(Recorded data)

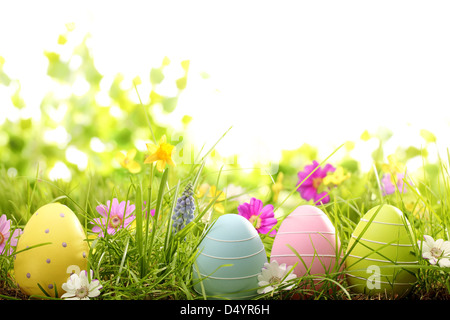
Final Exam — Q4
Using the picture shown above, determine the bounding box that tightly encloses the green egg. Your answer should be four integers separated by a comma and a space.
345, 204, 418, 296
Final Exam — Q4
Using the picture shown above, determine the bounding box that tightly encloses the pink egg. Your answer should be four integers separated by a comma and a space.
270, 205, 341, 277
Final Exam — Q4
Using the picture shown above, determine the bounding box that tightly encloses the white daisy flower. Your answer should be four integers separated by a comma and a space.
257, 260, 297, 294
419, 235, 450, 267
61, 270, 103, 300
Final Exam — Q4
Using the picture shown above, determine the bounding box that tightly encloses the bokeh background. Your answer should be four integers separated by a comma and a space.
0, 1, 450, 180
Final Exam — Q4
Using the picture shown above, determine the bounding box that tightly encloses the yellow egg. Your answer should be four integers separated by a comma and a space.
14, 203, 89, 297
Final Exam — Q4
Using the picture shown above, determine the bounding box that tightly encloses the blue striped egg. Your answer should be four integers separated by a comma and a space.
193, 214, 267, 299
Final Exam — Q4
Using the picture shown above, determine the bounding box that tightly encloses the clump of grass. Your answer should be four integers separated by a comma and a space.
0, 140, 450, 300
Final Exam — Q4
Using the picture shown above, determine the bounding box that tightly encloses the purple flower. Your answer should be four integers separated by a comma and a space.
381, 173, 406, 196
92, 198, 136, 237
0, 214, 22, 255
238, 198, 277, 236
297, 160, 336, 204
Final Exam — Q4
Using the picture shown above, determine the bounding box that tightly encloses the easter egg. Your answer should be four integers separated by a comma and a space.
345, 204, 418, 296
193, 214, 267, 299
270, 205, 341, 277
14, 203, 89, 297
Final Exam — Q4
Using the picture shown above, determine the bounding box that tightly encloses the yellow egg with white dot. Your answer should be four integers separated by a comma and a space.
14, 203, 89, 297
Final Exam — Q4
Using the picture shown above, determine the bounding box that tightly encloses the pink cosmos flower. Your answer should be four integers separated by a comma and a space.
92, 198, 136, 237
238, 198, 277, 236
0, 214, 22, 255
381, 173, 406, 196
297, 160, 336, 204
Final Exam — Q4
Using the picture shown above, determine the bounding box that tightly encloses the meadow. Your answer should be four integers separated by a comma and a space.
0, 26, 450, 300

* * *

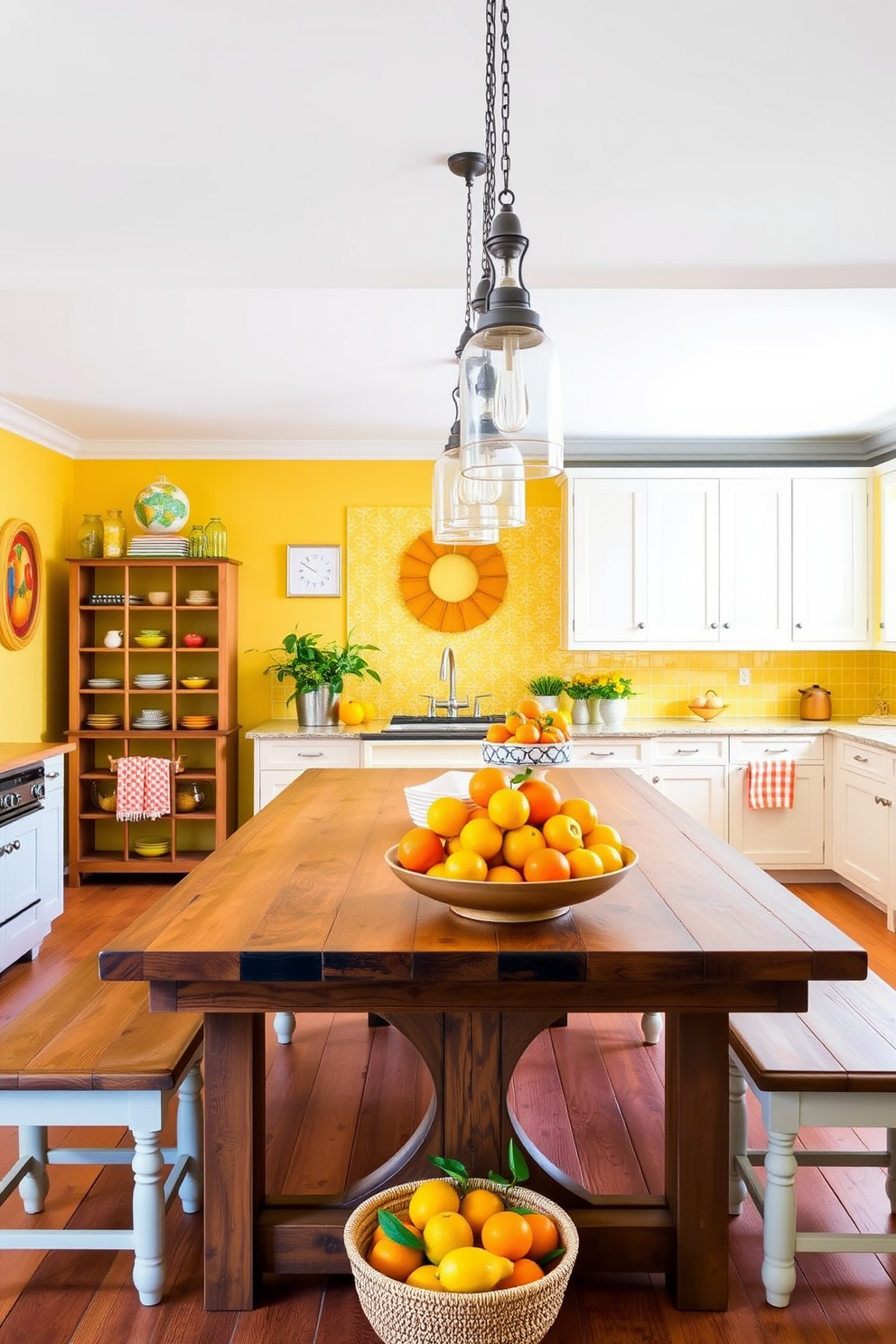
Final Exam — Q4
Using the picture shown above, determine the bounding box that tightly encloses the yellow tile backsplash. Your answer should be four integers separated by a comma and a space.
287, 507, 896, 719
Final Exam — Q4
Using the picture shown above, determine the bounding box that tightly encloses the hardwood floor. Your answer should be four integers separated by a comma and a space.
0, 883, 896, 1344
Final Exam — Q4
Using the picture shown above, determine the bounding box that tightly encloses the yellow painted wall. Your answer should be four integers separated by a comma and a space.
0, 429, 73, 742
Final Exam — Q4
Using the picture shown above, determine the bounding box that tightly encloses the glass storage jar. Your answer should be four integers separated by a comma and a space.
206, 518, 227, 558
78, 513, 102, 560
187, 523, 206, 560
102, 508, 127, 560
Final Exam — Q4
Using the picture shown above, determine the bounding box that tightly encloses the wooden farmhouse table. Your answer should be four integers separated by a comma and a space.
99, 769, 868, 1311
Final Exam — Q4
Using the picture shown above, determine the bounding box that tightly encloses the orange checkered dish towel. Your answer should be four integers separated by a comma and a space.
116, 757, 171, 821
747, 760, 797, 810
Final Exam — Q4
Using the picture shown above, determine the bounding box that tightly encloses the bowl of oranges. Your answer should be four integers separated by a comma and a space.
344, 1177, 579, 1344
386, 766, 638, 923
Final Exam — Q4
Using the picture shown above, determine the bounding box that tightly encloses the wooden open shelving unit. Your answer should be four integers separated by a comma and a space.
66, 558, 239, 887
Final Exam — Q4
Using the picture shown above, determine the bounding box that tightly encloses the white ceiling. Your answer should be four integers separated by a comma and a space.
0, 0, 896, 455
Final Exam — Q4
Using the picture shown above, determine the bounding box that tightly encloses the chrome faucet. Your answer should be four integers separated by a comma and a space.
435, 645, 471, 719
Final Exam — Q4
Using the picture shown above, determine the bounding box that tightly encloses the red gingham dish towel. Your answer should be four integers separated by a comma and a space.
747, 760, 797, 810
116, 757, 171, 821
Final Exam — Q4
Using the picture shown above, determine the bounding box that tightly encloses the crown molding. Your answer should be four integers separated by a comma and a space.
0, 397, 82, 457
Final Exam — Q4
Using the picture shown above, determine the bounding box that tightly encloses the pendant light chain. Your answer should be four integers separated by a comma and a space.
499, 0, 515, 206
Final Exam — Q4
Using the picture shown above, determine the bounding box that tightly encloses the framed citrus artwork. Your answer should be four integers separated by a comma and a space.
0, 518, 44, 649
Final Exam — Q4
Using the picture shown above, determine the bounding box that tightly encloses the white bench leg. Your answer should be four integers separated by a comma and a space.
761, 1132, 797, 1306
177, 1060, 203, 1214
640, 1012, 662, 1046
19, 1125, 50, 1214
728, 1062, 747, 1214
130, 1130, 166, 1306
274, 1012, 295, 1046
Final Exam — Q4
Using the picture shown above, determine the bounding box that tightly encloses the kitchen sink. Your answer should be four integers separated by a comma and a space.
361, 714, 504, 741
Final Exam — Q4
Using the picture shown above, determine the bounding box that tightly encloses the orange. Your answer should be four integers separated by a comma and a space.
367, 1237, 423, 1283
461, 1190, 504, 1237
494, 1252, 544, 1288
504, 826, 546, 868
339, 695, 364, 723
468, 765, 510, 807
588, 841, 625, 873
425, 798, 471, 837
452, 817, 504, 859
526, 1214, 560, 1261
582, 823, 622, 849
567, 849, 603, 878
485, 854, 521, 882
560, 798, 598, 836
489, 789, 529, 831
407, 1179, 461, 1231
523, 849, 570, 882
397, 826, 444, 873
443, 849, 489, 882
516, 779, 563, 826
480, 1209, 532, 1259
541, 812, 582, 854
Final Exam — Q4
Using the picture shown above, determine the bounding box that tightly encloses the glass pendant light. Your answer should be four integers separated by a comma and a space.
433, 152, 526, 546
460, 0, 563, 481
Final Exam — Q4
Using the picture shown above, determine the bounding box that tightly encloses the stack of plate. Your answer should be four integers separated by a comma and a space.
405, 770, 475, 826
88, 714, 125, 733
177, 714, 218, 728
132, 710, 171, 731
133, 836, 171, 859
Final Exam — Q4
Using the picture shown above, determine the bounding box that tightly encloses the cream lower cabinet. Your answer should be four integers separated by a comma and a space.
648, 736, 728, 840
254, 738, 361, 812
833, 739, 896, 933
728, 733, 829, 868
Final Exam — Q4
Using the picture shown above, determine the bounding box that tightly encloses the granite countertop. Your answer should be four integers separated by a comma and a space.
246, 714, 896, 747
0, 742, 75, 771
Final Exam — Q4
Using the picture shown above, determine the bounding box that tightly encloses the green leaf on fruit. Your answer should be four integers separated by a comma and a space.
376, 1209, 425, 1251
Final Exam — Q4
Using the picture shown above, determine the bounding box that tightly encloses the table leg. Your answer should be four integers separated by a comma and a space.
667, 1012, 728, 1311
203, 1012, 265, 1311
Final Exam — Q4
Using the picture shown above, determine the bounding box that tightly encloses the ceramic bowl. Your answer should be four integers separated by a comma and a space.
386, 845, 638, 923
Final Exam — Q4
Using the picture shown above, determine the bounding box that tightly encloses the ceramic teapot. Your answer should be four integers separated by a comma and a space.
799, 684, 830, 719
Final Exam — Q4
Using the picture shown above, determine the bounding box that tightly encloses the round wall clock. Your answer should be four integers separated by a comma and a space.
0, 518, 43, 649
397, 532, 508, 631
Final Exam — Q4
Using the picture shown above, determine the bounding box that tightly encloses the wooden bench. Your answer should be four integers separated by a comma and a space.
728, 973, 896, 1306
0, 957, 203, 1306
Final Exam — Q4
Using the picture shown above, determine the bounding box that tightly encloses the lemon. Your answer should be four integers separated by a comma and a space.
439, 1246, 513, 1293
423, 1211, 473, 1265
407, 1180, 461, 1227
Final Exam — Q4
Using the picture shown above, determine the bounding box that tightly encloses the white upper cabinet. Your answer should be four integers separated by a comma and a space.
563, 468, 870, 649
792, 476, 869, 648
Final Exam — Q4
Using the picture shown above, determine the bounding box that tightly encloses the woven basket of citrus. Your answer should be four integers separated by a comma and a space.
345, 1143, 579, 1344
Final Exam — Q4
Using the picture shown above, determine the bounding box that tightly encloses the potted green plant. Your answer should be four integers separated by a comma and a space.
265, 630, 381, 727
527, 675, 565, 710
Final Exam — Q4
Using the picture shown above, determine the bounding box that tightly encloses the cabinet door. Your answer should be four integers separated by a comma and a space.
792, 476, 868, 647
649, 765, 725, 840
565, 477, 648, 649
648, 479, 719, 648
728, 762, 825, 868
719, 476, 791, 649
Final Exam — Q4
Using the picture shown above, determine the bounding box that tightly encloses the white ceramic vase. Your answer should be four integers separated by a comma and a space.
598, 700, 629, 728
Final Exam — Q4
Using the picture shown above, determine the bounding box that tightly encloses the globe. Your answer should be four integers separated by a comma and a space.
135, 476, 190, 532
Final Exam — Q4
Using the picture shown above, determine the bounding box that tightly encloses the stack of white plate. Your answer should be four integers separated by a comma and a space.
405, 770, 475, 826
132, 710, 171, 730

==

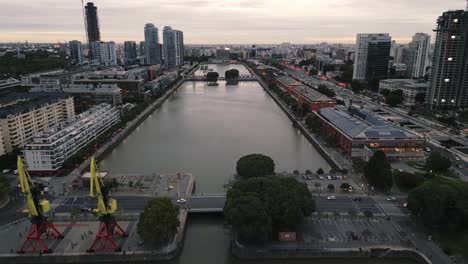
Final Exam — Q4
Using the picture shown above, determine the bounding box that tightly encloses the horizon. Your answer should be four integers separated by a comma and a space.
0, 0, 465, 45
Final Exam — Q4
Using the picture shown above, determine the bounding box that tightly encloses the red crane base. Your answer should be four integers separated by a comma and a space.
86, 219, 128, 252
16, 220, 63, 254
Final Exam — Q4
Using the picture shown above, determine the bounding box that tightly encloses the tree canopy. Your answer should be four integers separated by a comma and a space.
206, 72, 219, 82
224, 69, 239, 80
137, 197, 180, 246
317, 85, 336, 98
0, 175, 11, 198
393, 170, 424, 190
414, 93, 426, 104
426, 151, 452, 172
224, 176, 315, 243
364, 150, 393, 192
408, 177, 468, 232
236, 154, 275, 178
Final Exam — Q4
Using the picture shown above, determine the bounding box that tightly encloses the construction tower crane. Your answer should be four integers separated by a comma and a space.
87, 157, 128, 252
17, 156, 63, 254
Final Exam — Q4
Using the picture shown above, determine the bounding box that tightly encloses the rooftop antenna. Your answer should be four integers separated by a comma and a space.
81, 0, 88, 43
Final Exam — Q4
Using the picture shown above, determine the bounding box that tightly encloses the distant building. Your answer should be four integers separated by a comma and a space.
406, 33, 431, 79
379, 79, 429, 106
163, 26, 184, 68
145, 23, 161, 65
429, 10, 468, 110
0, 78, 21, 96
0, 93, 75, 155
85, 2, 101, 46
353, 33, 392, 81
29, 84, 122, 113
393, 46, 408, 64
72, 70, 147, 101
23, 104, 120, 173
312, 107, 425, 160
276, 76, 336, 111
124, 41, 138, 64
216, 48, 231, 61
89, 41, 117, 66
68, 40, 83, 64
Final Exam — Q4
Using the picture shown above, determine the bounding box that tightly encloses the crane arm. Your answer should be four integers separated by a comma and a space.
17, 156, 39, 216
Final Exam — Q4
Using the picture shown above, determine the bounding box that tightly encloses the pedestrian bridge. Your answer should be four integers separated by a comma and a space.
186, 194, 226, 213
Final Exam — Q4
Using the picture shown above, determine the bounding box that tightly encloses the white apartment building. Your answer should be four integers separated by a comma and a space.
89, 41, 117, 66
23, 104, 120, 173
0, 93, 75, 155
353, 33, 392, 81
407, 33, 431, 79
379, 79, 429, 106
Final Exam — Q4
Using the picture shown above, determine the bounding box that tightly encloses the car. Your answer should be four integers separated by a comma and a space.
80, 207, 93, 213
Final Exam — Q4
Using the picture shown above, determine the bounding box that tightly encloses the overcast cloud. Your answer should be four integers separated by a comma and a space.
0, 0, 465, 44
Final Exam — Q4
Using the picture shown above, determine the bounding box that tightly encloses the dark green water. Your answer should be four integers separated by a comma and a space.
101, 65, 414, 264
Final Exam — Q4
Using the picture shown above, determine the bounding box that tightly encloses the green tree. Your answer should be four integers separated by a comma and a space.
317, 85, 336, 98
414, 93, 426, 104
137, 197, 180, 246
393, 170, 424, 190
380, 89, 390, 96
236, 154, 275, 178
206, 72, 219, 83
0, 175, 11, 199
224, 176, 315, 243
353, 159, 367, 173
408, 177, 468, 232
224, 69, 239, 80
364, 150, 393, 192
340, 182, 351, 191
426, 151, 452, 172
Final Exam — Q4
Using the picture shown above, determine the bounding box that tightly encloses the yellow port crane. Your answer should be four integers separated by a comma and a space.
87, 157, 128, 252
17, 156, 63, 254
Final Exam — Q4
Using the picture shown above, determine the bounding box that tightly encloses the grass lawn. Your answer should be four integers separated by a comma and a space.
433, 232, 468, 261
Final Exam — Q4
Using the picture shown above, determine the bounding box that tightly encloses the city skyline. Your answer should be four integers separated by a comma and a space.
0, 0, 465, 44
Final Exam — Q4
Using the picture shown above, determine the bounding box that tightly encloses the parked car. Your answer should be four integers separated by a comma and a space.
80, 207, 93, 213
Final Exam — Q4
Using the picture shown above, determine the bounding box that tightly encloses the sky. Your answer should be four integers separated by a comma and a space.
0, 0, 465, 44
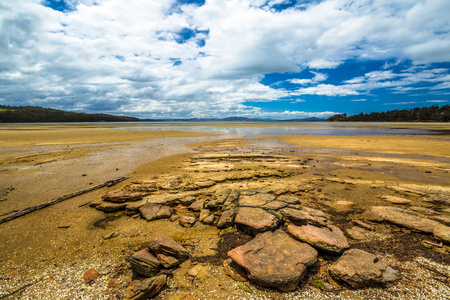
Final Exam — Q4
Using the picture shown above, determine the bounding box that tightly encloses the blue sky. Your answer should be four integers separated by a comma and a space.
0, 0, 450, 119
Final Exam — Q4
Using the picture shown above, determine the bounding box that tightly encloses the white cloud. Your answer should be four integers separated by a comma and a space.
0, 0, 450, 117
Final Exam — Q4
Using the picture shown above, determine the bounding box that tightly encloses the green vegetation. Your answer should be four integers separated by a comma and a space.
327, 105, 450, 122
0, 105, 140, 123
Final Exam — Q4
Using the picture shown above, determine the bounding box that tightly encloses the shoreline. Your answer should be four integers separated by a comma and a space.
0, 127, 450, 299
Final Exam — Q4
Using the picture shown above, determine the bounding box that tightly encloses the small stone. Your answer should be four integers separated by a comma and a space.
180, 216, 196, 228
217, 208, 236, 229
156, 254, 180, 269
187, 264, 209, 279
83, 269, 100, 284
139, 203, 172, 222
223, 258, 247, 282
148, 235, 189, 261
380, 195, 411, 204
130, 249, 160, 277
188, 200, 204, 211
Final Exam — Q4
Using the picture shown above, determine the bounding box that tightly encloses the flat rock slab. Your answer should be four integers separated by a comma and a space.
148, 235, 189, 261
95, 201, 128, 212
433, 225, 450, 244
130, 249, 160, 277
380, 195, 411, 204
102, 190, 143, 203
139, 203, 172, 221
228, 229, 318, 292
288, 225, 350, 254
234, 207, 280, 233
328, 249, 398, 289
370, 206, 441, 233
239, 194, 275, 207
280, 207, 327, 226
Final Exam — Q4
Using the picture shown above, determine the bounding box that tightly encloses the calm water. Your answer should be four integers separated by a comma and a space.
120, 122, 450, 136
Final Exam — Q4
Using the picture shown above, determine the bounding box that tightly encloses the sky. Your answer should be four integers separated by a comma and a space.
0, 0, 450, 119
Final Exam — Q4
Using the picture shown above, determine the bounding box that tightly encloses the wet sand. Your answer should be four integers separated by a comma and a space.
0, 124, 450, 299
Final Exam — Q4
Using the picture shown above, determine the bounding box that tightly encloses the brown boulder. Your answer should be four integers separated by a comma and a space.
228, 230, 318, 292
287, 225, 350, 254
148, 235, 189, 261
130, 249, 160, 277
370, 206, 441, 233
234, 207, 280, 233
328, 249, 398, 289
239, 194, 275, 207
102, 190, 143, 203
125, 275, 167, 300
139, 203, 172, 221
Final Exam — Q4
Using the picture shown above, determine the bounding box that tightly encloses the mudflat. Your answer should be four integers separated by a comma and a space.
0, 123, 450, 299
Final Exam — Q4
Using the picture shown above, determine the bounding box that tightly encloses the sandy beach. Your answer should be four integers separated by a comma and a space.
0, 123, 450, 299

__Aim__. Find every line in the listing that contains the word "glass". Copy each of those lines.

__Reply to the exercise__.
Using the picture shown above, determine the bounding box that tightly encloses the glass storage jar. Your answer should be four integers separated by a comma and a space.
Using the picture shown above, determine the bounding box that tightly encloses the glass pendant light. Your answer should be four integers separated by a comma and a space.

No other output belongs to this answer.